— Start of GIVEN DATA —

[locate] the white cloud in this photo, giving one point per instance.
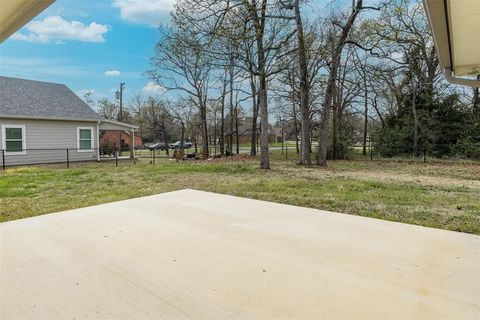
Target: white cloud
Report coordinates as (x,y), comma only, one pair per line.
(57,29)
(150,12)
(81,93)
(152,88)
(112,73)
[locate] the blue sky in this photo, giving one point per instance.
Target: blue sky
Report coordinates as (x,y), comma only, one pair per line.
(89,45)
(93,45)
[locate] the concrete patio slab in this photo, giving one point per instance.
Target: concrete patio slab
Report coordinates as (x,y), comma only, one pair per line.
(191,254)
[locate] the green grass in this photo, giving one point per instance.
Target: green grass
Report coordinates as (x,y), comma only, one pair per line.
(437,195)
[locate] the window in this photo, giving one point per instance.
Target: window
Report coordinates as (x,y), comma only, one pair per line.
(85,139)
(13,139)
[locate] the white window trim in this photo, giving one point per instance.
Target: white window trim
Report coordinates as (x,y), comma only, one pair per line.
(4,139)
(92,139)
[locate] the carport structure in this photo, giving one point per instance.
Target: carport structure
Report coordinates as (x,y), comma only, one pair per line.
(118,127)
(197,255)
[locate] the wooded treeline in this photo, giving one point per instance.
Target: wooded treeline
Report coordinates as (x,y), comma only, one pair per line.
(355,69)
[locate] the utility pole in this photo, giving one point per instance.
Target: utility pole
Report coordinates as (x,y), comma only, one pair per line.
(119,96)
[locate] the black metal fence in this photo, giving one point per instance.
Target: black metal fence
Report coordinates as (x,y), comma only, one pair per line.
(66,157)
(62,156)
(392,152)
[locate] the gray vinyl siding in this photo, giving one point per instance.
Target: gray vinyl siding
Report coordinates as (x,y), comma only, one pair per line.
(47,141)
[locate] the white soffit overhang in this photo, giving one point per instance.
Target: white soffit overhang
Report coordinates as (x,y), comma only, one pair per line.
(14,14)
(455,26)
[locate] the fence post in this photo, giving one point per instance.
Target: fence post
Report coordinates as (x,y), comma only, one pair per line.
(68,159)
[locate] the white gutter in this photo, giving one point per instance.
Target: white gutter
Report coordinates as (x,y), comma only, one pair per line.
(455,80)
(45,118)
(98,141)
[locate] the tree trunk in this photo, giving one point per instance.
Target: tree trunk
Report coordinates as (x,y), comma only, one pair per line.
(222,118)
(334,128)
(236,131)
(331,84)
(259,24)
(231,120)
(415,119)
(253,147)
(203,115)
(365,122)
(304,88)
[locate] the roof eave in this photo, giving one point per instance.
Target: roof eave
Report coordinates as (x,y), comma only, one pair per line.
(8,116)
(437,19)
(19,13)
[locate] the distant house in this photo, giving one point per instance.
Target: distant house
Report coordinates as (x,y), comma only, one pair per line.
(122,138)
(40,121)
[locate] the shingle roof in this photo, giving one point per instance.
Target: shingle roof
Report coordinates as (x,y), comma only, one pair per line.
(36,99)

— End of GIVEN DATA —

__TASK REQUIREMENTS__. Copy the entire listing above word for word, and leave the picture out of your copy.

__REPLY__.
[locate] the white cloud in this photo, giving one point per instance.
Target: white cloud
Report coordinates as (x,y), comma only, one pair per line.
(57,29)
(150,12)
(81,93)
(152,88)
(112,73)
[locate] the blue sky in this photo, giving one point per instance.
Target: blue sky
Report coordinates as (x,y), comma only, one pair per line.
(89,45)
(93,45)
[locate] the concrete patio slab in this photo, giving one point per instance.
Target: concrete patio slab
Report coordinates as (x,y), comma only, one pair per line.
(191,254)
[locate] the green grass in this photo, giving one point per instance.
Target: green grass
Report coordinates as (x,y), comma only, one pair per line.
(437,195)
[locate] the window in this photo, giving one point per instance.
Target: window
Report coordinates as (x,y), comma only, one pair per line.
(85,139)
(13,139)
[locate] the white window trim in this photo, giving one point per instance.
Target: white window trim
Report coordinates as (x,y), comma only, one pair per line.
(4,139)
(92,139)
[locate] the carport structure in this photo, giving one point per instance.
Target: carport structure
Report coordinates as (x,y), comma only, one pair per line.
(118,127)
(197,255)
[locate] the wooded treeline in this photo, giving one point per instance.
Target: wooded treeline
Report coordinates as (x,y), comma only, one pair per line.
(355,69)
[locate] the utility pole in this photo, giving one point per instance.
Target: utility pole
Report coordinates as (x,y), comma only, one pair per line.
(119,96)
[locate] the black metal fence in this photo, giving one point per instance.
Target: black metal fence
Report coordinates as (x,y), comma only, one pair per line.
(66,157)
(62,156)
(392,152)
[locate] the gray vinyl siding in this photo, giving one point per instance.
Target: gray vinyl siding
Report coordinates as (x,y), comma only, one pair per line.
(47,141)
[locate] the white soffit overhang in this photo, giving one point per instance.
Target: white soffit overhang
Report coordinates as (x,y), comma only, one pair per line.
(14,14)
(455,26)
[locate] the fence post in this photo, giving one point per instance.
Target: fence post
Report coordinates as (x,y), comma only, one pair per line.
(68,159)
[locate] the white gutter in this photo, giving one point per instance.
Target: white gutter
Report coordinates as (x,y), comma only, one pair per line.
(455,80)
(45,118)
(98,141)
[locate] the tree trunk in this photo, giving one point per instance.
Target: tree trunk
Report coordinates as (x,y), comma only, one pair per line.
(222,118)
(334,128)
(236,131)
(331,84)
(259,24)
(231,120)
(415,119)
(253,147)
(203,115)
(365,122)
(304,88)
[locate] the roof eave in this photo, giving one point per instance.
Target: roof eave
Report coordinates as (x,y), comma only, one pair per line.
(8,116)
(437,19)
(19,13)
[locate] the distant house in this photo, giving one point per instance.
Target: distant house
Report coordinates as (x,y), comma only, one pair per line.
(122,138)
(40,121)
[locate] the shingle roof in this photo, giving one point per instance.
Target: shingle roof
Report coordinates as (x,y), comma only, one pair per line.
(36,99)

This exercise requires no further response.